▸ **THE PROBLEM**
Rewrite the records below, changing every "Annotate" to "Label" and keeping everything else the same.

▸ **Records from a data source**
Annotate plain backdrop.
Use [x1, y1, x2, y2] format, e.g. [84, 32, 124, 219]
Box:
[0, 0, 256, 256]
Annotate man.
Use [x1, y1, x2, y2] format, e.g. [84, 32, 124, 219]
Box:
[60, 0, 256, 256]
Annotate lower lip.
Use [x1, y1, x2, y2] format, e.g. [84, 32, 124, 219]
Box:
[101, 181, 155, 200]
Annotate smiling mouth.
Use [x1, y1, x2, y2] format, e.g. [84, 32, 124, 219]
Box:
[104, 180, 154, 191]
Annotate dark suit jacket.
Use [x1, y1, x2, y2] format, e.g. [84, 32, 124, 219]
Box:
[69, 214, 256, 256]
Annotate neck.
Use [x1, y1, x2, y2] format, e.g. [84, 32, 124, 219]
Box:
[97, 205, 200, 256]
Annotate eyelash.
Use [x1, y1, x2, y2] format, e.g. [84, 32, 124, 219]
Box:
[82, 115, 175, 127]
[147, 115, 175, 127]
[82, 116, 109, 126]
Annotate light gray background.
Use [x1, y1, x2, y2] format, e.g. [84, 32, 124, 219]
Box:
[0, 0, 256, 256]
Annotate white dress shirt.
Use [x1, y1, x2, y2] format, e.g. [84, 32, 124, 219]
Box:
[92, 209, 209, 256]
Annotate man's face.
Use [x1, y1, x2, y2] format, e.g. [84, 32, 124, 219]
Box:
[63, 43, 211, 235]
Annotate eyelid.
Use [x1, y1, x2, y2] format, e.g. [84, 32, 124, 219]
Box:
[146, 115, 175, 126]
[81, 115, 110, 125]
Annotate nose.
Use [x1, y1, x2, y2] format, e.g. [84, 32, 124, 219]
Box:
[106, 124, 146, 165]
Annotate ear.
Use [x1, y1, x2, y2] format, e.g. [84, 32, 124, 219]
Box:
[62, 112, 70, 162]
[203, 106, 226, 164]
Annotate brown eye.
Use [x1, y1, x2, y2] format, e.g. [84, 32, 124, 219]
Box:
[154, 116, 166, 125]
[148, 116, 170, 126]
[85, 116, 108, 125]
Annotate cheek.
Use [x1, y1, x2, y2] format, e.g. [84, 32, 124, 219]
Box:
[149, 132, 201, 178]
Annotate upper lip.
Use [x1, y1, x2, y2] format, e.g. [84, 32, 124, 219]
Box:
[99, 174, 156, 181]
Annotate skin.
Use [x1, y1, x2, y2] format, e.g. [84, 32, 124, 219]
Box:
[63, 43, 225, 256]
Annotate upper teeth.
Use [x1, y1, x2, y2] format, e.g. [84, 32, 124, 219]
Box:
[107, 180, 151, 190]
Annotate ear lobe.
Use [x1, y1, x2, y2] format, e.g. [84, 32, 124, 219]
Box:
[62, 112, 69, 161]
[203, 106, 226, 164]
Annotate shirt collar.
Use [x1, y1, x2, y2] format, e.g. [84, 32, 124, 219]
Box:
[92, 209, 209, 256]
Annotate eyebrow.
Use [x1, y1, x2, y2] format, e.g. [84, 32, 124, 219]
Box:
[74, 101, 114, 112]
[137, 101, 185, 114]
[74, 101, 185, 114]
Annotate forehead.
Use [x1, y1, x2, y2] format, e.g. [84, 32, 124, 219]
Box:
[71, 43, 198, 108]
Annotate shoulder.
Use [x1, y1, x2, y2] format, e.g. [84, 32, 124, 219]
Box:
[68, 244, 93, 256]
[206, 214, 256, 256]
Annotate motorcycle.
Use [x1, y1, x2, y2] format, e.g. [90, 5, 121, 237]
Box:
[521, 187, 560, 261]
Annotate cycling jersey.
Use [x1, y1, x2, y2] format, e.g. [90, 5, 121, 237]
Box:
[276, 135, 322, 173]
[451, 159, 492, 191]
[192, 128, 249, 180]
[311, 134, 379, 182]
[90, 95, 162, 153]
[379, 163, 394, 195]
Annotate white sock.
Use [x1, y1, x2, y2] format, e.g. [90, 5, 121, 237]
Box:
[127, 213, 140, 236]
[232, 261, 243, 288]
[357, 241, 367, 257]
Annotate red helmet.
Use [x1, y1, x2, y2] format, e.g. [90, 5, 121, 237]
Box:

▸ **SOLVED EXERCISE**
Label plain backdrop.
Use [x1, y1, x2, y2] format, e.g. [84, 32, 124, 219]
Box:
[0, 0, 256, 256]
Label man.
Use [x1, y1, x2, y2] format, e.g. [84, 32, 124, 219]
Box:
[60, 0, 256, 256]
Label lower lip.
Use [x1, y1, x2, y2] format, e.g. [84, 32, 124, 219]
Box:
[101, 181, 155, 200]
Label smiling mouth.
Use [x1, y1, x2, y2] format, e.g. [84, 32, 124, 219]
Box:
[104, 180, 154, 191]
Label dark suit jacket.
Use [x1, y1, x2, y2] format, e.g. [84, 32, 124, 219]
Box:
[69, 214, 256, 256]
Label neck.
Use [x1, y1, x2, y2] format, e.g. [84, 32, 124, 219]
Box:
[97, 205, 200, 256]
Label eyelash.
Use [x1, y1, x2, y2] format, e.g. [84, 32, 124, 219]
Box:
[82, 115, 175, 127]
[147, 115, 175, 127]
[82, 116, 109, 126]
Label light gray background.
Use [x1, y1, x2, y2] format, e.g. [84, 32, 124, 219]
Box:
[0, 0, 256, 256]
Label white dress shirt.
Use [x1, y1, x2, y2] format, e.g. [84, 32, 124, 219]
Box:
[92, 209, 209, 256]
Label man's face.
Use [x1, y1, x2, y2] format, e.g. [84, 32, 124, 219]
Box:
[63, 43, 211, 235]
Label eyelid.
Use [x1, y1, x2, y2] format, e.g. [84, 32, 124, 219]
Box:
[146, 115, 175, 126]
[81, 115, 110, 125]
Label nose.
Use [x1, y1, x2, y2] format, e.g. [84, 32, 124, 219]
Box:
[106, 124, 146, 165]
Label ear.
Use [x1, y1, x2, y2] format, e.g. [84, 32, 124, 219]
Box:
[62, 112, 70, 162]
[203, 106, 226, 164]
Label brown eye.
Use [x1, y1, x2, y2] format, e.g. [84, 32, 124, 219]
Box:
[154, 116, 166, 125]
[148, 116, 170, 126]
[85, 116, 108, 125]
Label cheek.
Use [x1, y1, x2, y2] format, e.g. [84, 32, 124, 219]
Box:
[149, 132, 201, 178]
Label upper lip.
Use [x1, y1, x2, y2] format, e.g. [84, 32, 124, 219]
Box:
[99, 174, 156, 181]
Label skin.
Use [x1, y1, x2, y2] format, e.g. [84, 32, 124, 219]
Box:
[63, 43, 225, 256]
Label upper teeth.
Use [x1, y1, x2, y2] format, e.g. [84, 32, 124, 219]
Box:
[107, 180, 151, 190]
Label ear lobe.
Use [x1, y1, x2, y2] format, e.g. [84, 32, 124, 219]
Box:
[62, 112, 69, 161]
[203, 106, 226, 164]
Label shirt collar.
Use [x1, y1, x2, y2] format, e.g. [84, 32, 124, 219]
Box:
[92, 209, 209, 256]
Label eyebrow.
Use [x1, y1, x2, y2] format, e.g. [84, 32, 124, 219]
Box:
[74, 101, 114, 112]
[137, 101, 185, 114]
[74, 101, 185, 114]
Label forehead.
Use [x1, y1, x2, y2] format, e.g. [84, 32, 124, 219]
Box:
[71, 43, 198, 108]
Label shoulder.
Use [x1, y1, x2, y2] format, e.g. [84, 32, 124, 219]
Box:
[68, 244, 93, 256]
[206, 214, 256, 256]
Label motorcycle.
Use [x1, y1, x2, y2] format, e.g. [90, 5, 121, 237]
Box:
[521, 187, 560, 261]
Label cycling jersey.
Use [x1, y1, x2, y2] format, e.g. [90, 5, 121, 237]
Box:
[276, 135, 322, 173]
[451, 159, 492, 191]
[192, 128, 249, 180]
[311, 134, 379, 182]
[90, 95, 162, 153]
[379, 163, 394, 195]
Label white sock.
Use [x1, y1, x2, y2] format, e.g. [90, 5, 121, 237]
Box:
[127, 213, 140, 236]
[232, 261, 243, 288]
[357, 241, 367, 257]
Label red helmet.
Use [x1, y1, x2, y2] format, e.g. [90, 5, 121, 237]
Box:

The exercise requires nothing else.